> Description of the task:
Keeping every word the same, give again only the lines from the one with "Target: white van" through the end of the data, both included, and leave every picture out.

━━━━━ Excerpted data

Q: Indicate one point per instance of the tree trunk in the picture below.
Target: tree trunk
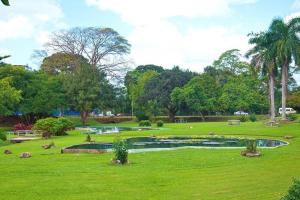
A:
(83, 118)
(272, 96)
(284, 77)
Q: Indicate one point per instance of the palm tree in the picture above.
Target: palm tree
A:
(263, 57)
(287, 44)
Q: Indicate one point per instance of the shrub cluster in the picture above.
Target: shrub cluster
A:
(3, 136)
(53, 126)
(243, 118)
(145, 123)
(121, 151)
(292, 117)
(21, 126)
(252, 117)
(160, 123)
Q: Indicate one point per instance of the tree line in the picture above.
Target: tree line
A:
(84, 69)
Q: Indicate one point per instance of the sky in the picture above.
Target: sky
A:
(188, 33)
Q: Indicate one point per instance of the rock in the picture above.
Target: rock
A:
(25, 155)
(7, 151)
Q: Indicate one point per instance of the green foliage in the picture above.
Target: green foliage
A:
(9, 97)
(88, 138)
(3, 136)
(120, 150)
(252, 117)
(292, 117)
(243, 118)
(251, 146)
(145, 123)
(293, 192)
(159, 123)
(53, 126)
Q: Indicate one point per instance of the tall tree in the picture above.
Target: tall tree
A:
(9, 97)
(287, 43)
(263, 57)
(83, 87)
(104, 48)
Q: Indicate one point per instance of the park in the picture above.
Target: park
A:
(86, 122)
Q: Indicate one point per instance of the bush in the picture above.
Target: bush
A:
(243, 118)
(293, 192)
(121, 151)
(3, 136)
(141, 115)
(292, 117)
(53, 126)
(145, 123)
(252, 117)
(88, 138)
(251, 146)
(160, 123)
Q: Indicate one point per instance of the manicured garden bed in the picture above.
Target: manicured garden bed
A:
(179, 174)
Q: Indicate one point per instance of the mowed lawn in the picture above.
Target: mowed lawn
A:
(208, 174)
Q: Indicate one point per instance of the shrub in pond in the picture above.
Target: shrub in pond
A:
(53, 126)
(160, 123)
(251, 149)
(88, 138)
(293, 192)
(121, 151)
(145, 123)
(3, 136)
(292, 117)
(252, 117)
(243, 118)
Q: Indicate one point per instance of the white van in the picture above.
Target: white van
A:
(287, 110)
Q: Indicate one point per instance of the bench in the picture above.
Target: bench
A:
(234, 122)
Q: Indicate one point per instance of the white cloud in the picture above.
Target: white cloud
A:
(156, 40)
(30, 18)
(140, 12)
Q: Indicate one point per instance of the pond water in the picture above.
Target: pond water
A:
(140, 144)
(111, 129)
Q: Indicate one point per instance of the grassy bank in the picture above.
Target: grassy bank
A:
(179, 174)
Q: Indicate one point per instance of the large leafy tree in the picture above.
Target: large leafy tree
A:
(83, 87)
(263, 57)
(287, 44)
(200, 94)
(9, 97)
(104, 48)
(160, 88)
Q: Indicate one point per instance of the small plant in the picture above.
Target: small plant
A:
(121, 151)
(145, 123)
(160, 123)
(292, 117)
(3, 136)
(88, 138)
(293, 192)
(252, 117)
(251, 146)
(243, 118)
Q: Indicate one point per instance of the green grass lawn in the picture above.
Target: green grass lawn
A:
(208, 174)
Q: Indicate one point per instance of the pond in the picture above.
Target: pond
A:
(141, 144)
(111, 129)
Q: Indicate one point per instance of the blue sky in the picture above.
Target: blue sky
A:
(189, 33)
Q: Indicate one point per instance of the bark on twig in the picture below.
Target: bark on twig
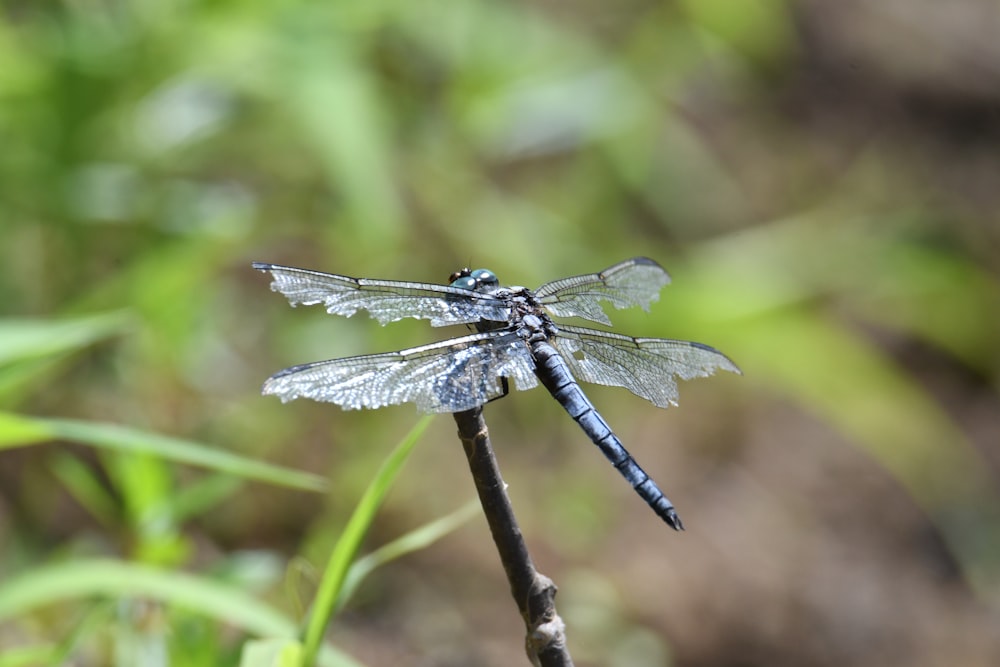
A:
(534, 593)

━━━━━━━━━━

> Answer to this exercise:
Target: white van
A:
(287, 110)
Q: Indicate one point per instance of the bench in the picture above.
Target: bench
A:
(234, 122)
Q: Indicate one point per instance of the white cloud in the picture above.
Target: white cloud
A:
(156, 40)
(30, 18)
(140, 12)
Q: Indicate one point per instance of the pond water in the picture above.
Target: pond water
A:
(140, 144)
(111, 129)
Q: Indicate one point per instance of the grassy bank in the picture above.
Target: grassy bank
A:
(179, 174)
Q: Indicate one point per instance of the large leafy tree in the picture above.
Target: large leafy tree
A:
(83, 87)
(263, 57)
(287, 44)
(200, 94)
(9, 97)
(104, 48)
(160, 88)
Q: Indicate one point per instance of the small plant in the picture above.
Target: small plant
A:
(121, 151)
(145, 123)
(160, 123)
(292, 117)
(3, 136)
(88, 138)
(293, 192)
(252, 117)
(251, 146)
(243, 118)
Q: Indicate one point per instance of the green grass lawn in the picture above.
Target: green grass lawn
A:
(208, 174)
Q: Indicate one point per instance of the pond in the picture above.
Target: pond
A:
(141, 144)
(111, 129)
Q: Indicate one point per instance of the blue sky in the picture above.
Target: blue sky
A:
(189, 33)
Q: Indicate one point per instance of the bark on twig in the picture below.
Target: bark on twig
A:
(534, 593)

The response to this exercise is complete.